→ **Problems to solve**:
- a) Write out the part of the passage about George Burt that opens with "George Burt believes" and closes with "on someone else.".
- b) Continue the passage about George Burt from its last sentence.

+++ Excerpted passage +++

George Burt believes each of us has an opportunity every day to do something to contribute to society and to the well-being of others. He quotes Ben Franklin who, every morning, asked himself, “What good shall I do this day?” and, before he retired at night, asked, “What good have I done today?” It is important every day to make life more pleasant for others and improve the world around us. George humbly calls himself a regular fellow because doing good is just part of who he is. He was brought up to believe that you always leave something better behind than when you arrived. His reward is the satisfaction he has after knowing that his actions may have had a positive impact on someone else.

+++ The data +++

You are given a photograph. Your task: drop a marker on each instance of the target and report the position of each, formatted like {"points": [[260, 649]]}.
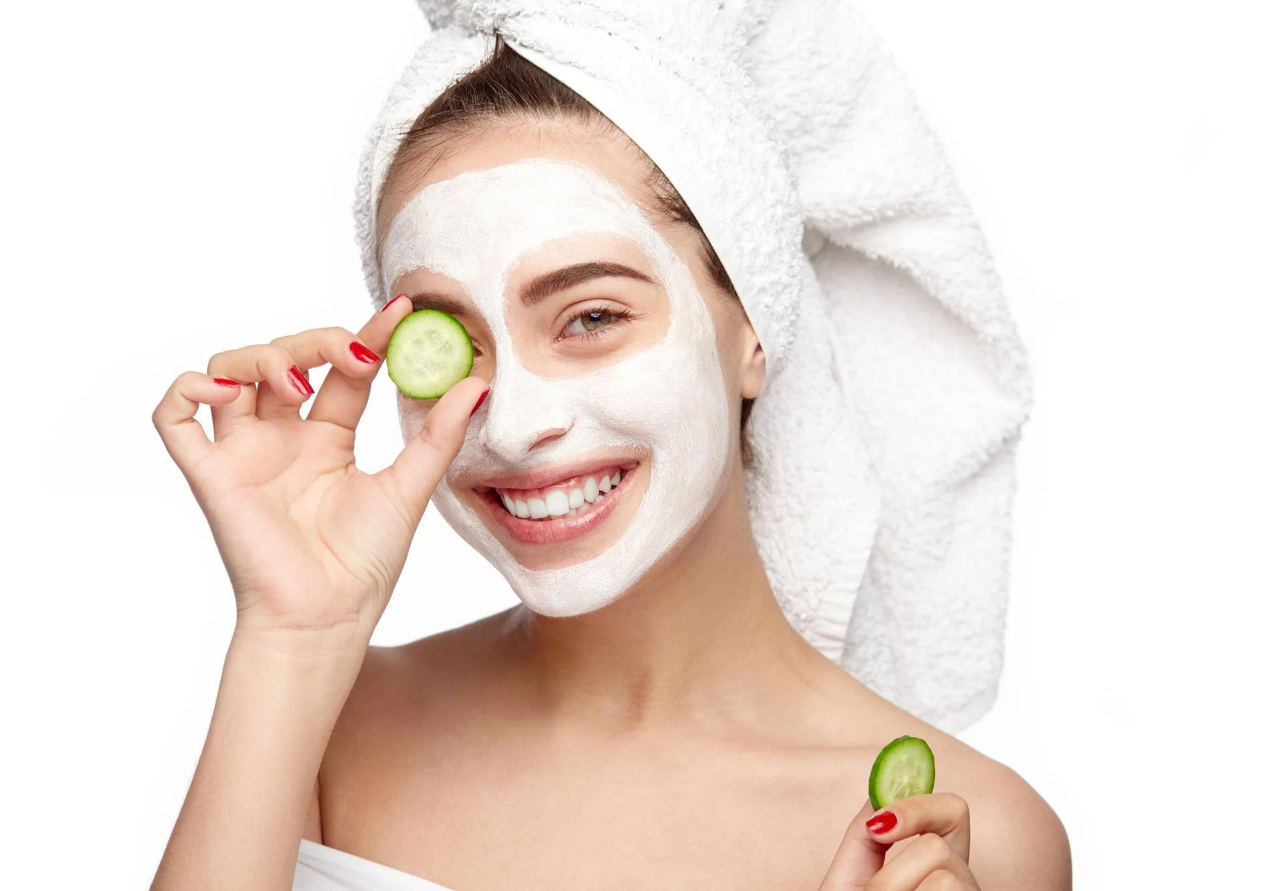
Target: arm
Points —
{"points": [[250, 800]]}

+++

→ **Written answers**:
- a)
George Burt believes each of us has an opportunity every day to do something to contribute to society and to the well-being of others. He quotes Ben Franklin who, every morning, asked himself, “What good shall I do this day?” and, before he retired at night, asked, “What good have I done today?” It is important every day to make life more pleasant for others and improve the world around us. George humbly calls himself a regular fellow because doing good is just part of who he is. He was brought up to believe that you always leave something better behind than when you arrived. His reward is the satisfaction he has after knowing that his actions may have had a positive impact on someone else.

- b)
According to George, any deed is a good deed. Whether it is not littering, opening a door for someone, or giving someone a smile, everybody should be treated as an equal. George has been a member of the Masonic Order for fifty years. The Order is based on brotherly love, relief, and truth, where Free Masons accept everybody from every walk of life and religion. One event that stands out for George is a time when the Masons raised $50,000 for a cochlear impact for a deaf fourteen-year-old girl. He was at Sick Children’s Hospital when the girl heard for the first time; a very impactful and humbling moment indeed. Recently, George has been involved in a Child Find program where Masons provide kits to parents containing recorded vital information about their child including fingerprints, voice imprint, and photographs. Should a child go missing, the parent can take the kit to the police to aid them in their search. Since they started helping, Masons have supplied 72,000 kits to parents throughout Ontario. Sadly, 6,700 children in Ontario go missing every year. While a lot of hours go into this initiative, the Masons’ fervent hope is that the parents never need to use the kits. The families of people with Alzheimer’s are also beneficiaries of this work.

George will be ninety years old this year and he strongly believes that doing good is what got him there. He happily donates items from his woodturning craft to organizations who are raising money for charitable causes. His retirement goal is to open up a used book store in Schomberg, providing over 14,000 books from his own library, including a significant number of Canadiana books.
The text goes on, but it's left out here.